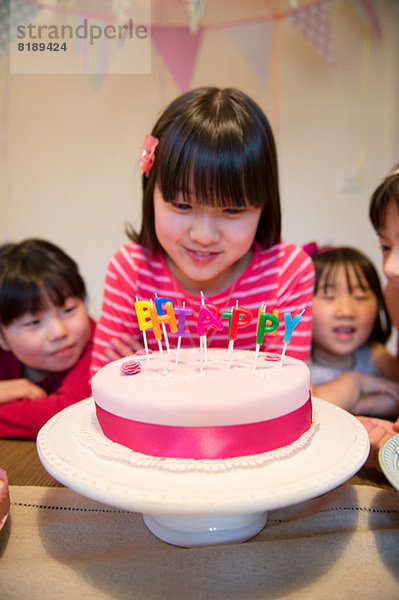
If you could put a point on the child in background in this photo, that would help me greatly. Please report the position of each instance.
(45, 336)
(350, 365)
(384, 215)
(211, 223)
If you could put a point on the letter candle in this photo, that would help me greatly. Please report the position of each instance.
(208, 316)
(267, 323)
(290, 325)
(156, 321)
(142, 308)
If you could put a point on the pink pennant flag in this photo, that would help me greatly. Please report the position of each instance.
(179, 50)
(314, 24)
(253, 41)
(368, 11)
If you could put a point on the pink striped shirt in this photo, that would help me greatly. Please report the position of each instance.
(281, 276)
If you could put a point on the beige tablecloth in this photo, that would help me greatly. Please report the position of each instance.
(59, 544)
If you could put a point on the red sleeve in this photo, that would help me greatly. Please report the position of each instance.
(24, 418)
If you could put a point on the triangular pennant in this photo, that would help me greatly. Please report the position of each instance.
(314, 24)
(253, 41)
(179, 49)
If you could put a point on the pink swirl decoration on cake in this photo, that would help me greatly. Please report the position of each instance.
(143, 352)
(131, 367)
(272, 357)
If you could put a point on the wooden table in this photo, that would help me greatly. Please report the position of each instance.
(19, 458)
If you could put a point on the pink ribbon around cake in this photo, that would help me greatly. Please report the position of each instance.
(219, 442)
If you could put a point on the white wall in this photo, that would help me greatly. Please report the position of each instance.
(69, 157)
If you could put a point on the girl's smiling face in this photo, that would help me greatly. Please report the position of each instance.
(207, 248)
(344, 312)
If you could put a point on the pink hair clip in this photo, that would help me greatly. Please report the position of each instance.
(148, 154)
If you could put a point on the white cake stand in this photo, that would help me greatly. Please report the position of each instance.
(197, 508)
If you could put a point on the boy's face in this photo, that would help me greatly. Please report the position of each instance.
(51, 340)
(388, 236)
(344, 313)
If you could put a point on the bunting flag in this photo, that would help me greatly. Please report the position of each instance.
(194, 10)
(25, 13)
(313, 22)
(179, 50)
(253, 41)
(368, 10)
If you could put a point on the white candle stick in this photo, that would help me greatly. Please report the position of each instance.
(204, 338)
(285, 345)
(165, 335)
(178, 343)
(147, 354)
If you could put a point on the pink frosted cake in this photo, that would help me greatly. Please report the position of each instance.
(201, 409)
(4, 497)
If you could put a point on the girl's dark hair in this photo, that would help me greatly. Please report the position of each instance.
(32, 270)
(326, 264)
(386, 192)
(218, 146)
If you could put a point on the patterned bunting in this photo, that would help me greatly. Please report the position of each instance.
(23, 14)
(368, 11)
(314, 24)
(253, 41)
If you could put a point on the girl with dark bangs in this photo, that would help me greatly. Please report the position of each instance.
(45, 336)
(210, 224)
(350, 365)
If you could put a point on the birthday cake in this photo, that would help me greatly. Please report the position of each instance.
(4, 497)
(203, 407)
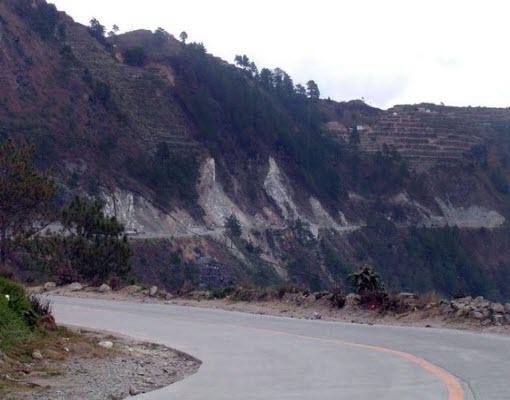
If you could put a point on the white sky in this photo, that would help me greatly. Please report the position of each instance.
(386, 51)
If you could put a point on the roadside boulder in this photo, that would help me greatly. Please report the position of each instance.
(352, 300)
(49, 286)
(479, 302)
(104, 288)
(497, 308)
(476, 315)
(75, 287)
(153, 291)
(317, 315)
(105, 344)
(498, 319)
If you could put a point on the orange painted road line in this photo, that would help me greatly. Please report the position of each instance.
(452, 384)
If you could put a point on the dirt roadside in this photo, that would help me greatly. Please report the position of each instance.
(434, 314)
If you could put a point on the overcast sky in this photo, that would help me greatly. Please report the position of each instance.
(387, 52)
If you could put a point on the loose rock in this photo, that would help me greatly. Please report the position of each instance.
(106, 344)
(153, 291)
(50, 286)
(104, 288)
(75, 287)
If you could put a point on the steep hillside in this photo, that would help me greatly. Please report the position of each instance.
(176, 140)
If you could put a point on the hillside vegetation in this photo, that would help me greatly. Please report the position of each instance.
(319, 187)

_WORK TASK_. All that is wanted is the line with "If you could put a point on the overcast" and every later line in the entries, reproduced exactly.

_ANSWER TO THE PROBLEM_.
If you could put a point on the overcast sky in this photo, that would help me greatly. Please report the position of each instance.
(387, 52)
If you could put a point on the loose rock in this photo, that would help me greatly. Please report the position of each instance.
(106, 344)
(153, 291)
(50, 286)
(104, 288)
(75, 287)
If you could put a point on the steep hillside in this photo, that would help me greatly. Please report the position of each instance.
(176, 140)
If you could put a point on the hillside vegetation in this photo, that would help me greatly. Please report the position of each instance.
(319, 187)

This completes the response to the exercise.